▸ TO DO
The answer must consist of the records, repeated exactly.

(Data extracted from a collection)

*** Block opens ***

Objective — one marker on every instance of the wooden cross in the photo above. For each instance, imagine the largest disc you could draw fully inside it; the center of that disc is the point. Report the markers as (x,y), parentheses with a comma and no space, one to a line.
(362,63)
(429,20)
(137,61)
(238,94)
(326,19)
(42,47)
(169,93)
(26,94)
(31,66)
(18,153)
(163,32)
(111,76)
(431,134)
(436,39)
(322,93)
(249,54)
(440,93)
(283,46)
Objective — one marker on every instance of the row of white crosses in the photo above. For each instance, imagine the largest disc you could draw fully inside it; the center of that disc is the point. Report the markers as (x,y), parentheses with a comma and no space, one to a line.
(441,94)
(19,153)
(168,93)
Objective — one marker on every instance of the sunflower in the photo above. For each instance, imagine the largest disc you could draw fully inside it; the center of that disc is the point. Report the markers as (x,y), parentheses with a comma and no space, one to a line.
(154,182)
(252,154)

*** Block closes ***

▸ RESPONSE
Objective — one marker on every instance of the wooden cross in the photo above. For each instance, imagine the largest disc you could draw fully inside it; the center of that disc is the point. Report the markers as (x,y), parentheses with a comma and no space, one to a line.
(362,63)
(429,20)
(137,61)
(238,94)
(326,19)
(42,47)
(169,93)
(26,94)
(31,66)
(18,153)
(163,32)
(111,76)
(431,134)
(436,39)
(322,93)
(249,54)
(440,93)
(283,46)
Objective — one marker on every instance of the row of white crosses in the photo above. For each instance, imagine the largest disc you could draw fully inside it; the center of that disc is the point. Report the markers as (x,y), parentheses with a comma and no space, one to a line.
(441,94)
(19,153)
(168,93)
Objective — one marker on every instance of the sunflower in the photo above. For each instance, imagine the largest disc you could draw fully inside it; the center of that disc is the point. Report the markers as (x,y), parentheses with a comma and no space, one to a line.
(154,182)
(252,154)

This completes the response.